- [Problem statement]:
Answer from the sockeye salmon article:
1. As of early August, how many sockeye had passed over the Lower Granite Dam?
2. What was the largest number of sockeye to return to central Idaho in one year since 1985, and in which year?
3. According to Finney, how many sockeye spawned each year in Redfish Lake alone before the 1900s?

- [Excerpted passage]:
::::
ISU Headlines

ISU researcher uncovers traces of ancient Idaho sockeye runs

Posted August 11, 2008

While the public and biologists are enjoying the rare opportunity to view sockeye salmon in Idaho’s upper Salmon River this year, an Idaho State University research professor has taken looks at Gem State sockeye salmon runs going back thousands of years.

Today’s fisheries managers are thrilled by the return of hundreds of fish to the Sawtooth Valley, but historically the run consisted of tens of thousands of sockeye, according to Idaho State University research professor Bruce Finney, Ph.D.

Researchers on Redfish Lake in process of taking sample. Photo by Jason Addison. Photos provided by Mark Shapley.As of early August, more than 850 rare sockeye salmon had passed over the Lower Granite Dam, the last barrier on the Snake River that salmon must pass before entering Idaho. Fisheries biologists predict as many as 700 fish could return to the Sawtooth Fish Hatchery near Redfish Lake, which is near the town of Stanley. To get to this hatchery the fish travel nearly 900 miles.

Some years there are only single-digit or zero returns of the sockeye. The largest number to return to central Idaho in a year since 1985, when biologists starting counting the runs, was 257 sockeye in 2000. Since 1985, just 352 wild and hatchery-origin sockeye have returned to the Redfish Lake area. Redfish Lake is named for sockeye, which turn a reddish color when they spawn.

While this relatively strong run is encouraging to those who want to save the fish, this year’s run is a small fraction of the size of sockeye runs that historically returned to spawn in the lakes of the upper Sawtooth Valley, including Redfish, Petit and Alturas Lakes. According to Finney from 25,000 to 40,000 sockeye historically spawned annually in Redfish Lake alone prior to the 1900s.

Scientists using the equipment on the deck of one of the drilling boats. Photo by Dave Gilbert.Finney bases this calculation on work he has done examining the sediment cores from lakes using a machine called a mass spectrometer. Mass spectrometers are instruments that can measure the masses and relative concentrations of atoms and molecules in chemical compounds and other samples. Spectrometers accurately measure the different types of isotopes of the same element such as carbon or nitrogen in biological or geological samples.

Finney has developed a technique using mass spectrometers to reconstruct the salmon runs in the past. Salmon have a signature type of nitrogen, recorded by nitrogen isotopes, which scientists can use to positively identify as originating from the salmon.  When the salmon die and they decompose they release nitrogen, which is in turn taken in by algae that end up in lake sediments. High salmon runs correspond to higher concentrations of these nitrogen deposits; lower concentrations of nitrogen in deposits represent smaller runs. The sediments on lake bottoms can be dated using radiocarbon dating, an accurate method for dating materials and by identifying ash layers from known volcanic events.
::::
- [Provided data]:

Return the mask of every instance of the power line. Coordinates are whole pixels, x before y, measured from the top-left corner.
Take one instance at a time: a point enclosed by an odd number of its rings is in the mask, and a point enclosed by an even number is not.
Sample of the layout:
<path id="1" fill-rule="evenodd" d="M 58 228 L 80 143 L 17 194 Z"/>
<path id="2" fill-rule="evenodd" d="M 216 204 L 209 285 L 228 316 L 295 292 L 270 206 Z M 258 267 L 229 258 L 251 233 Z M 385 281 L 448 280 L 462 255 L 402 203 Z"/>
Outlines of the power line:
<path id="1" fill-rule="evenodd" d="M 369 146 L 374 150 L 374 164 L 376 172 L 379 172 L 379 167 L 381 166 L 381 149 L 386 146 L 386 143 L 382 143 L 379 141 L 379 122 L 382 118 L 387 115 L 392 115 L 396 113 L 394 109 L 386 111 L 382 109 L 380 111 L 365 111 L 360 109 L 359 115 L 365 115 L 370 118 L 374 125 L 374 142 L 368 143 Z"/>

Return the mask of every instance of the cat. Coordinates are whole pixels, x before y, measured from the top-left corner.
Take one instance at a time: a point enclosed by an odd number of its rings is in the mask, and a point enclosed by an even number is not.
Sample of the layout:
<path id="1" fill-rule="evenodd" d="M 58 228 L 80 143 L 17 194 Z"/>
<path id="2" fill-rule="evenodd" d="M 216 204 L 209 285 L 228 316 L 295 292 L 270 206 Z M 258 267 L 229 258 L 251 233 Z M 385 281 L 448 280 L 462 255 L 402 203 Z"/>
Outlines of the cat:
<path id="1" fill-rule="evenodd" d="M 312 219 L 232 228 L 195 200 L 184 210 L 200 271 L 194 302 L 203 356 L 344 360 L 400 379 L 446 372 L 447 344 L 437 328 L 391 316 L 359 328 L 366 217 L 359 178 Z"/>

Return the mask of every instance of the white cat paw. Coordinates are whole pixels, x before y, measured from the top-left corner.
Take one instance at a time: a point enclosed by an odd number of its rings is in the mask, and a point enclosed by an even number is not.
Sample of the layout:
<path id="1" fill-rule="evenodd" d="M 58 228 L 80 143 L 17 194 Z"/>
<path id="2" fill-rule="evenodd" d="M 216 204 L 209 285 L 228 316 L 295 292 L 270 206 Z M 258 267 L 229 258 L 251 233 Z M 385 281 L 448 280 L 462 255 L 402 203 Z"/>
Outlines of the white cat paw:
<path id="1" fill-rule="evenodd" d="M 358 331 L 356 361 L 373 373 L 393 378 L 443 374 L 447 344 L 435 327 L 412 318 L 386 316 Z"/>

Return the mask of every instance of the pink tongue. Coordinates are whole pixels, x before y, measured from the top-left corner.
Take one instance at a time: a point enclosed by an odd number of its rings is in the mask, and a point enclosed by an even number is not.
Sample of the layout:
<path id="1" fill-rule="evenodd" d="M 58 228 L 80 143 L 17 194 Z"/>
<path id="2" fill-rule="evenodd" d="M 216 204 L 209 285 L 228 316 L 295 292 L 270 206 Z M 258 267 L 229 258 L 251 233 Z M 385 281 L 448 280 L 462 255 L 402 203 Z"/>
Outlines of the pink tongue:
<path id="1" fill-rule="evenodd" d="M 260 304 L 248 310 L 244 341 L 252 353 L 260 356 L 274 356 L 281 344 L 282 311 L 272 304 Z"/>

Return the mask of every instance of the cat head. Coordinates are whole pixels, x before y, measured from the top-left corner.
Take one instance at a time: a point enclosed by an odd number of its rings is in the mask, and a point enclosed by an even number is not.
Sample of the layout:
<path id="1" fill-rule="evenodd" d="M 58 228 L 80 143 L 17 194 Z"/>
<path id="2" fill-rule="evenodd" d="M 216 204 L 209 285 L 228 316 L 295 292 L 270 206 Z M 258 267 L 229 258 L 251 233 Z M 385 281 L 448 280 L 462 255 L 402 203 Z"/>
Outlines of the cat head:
::::
- [Your solution]:
1. More than 850.
2. 257 sockeye, in 2000.
3. From 25,000 to 40,000.